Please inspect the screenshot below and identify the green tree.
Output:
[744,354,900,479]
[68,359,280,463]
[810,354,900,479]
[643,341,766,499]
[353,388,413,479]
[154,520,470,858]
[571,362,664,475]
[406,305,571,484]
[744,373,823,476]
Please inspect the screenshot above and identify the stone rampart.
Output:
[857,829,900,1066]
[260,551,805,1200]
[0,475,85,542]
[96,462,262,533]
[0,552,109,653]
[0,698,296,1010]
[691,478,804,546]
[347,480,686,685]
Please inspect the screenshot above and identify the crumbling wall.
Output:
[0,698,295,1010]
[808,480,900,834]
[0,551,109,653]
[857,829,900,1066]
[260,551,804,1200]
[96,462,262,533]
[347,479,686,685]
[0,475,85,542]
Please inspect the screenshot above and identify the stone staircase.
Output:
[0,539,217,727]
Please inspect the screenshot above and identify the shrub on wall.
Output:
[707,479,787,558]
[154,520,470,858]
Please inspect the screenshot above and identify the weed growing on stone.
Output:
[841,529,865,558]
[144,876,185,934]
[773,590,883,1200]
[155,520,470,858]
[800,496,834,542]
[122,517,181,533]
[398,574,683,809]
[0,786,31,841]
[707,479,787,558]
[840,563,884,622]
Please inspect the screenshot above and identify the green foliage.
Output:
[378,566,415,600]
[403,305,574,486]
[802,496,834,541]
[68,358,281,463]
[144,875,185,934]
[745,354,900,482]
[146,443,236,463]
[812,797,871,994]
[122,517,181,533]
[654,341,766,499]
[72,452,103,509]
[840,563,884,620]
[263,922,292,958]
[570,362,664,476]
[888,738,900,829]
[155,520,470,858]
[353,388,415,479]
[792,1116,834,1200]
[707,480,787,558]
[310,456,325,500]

# THE REQUEST
Rewrite every line of the items above with "screenshot" changed to "image" wherever it occurs, keeping everything else the same.

# OUTPUT BELOW
Please inspect the image below and identify the green tree.
Output:
[744,354,900,479]
[68,359,280,463]
[810,354,900,479]
[643,341,766,499]
[353,388,413,479]
[154,520,470,858]
[571,362,664,475]
[406,305,571,484]
[744,373,823,476]
Please inspect the image above and identify the stone rampart.
Output:
[857,829,900,1066]
[260,551,805,1200]
[0,475,85,542]
[96,462,262,533]
[0,552,109,653]
[0,698,296,1010]
[691,478,804,546]
[347,480,686,685]
Please inspect the image above and identify the crumbling wall.
Output:
[0,698,295,1010]
[808,480,900,834]
[0,551,109,653]
[857,829,900,1066]
[260,551,804,1200]
[96,462,262,533]
[347,479,686,685]
[0,475,85,542]
Please inspect the image above and identify the stone staircase.
Output:
[0,539,217,727]
Please inspect the image above and identify the shrub on wall.
Output:
[707,479,787,558]
[154,520,470,858]
Please inspect the image above and identify the weed growing on stone.
Output:
[841,529,865,558]
[144,876,185,934]
[773,590,883,1200]
[155,520,470,858]
[800,496,834,542]
[122,517,181,533]
[398,574,683,809]
[0,786,31,841]
[707,479,787,558]
[840,563,884,622]
Please inspect the image above and identify the green foliage.
Output:
[378,566,415,600]
[403,305,574,486]
[802,496,834,541]
[68,358,281,463]
[144,875,185,934]
[745,354,900,482]
[146,443,236,463]
[812,797,871,994]
[122,517,181,533]
[654,341,766,499]
[72,452,103,509]
[840,563,884,620]
[263,922,292,958]
[570,362,664,476]
[888,738,900,829]
[155,520,470,858]
[353,388,415,479]
[792,1116,834,1200]
[707,480,787,558]
[310,456,325,500]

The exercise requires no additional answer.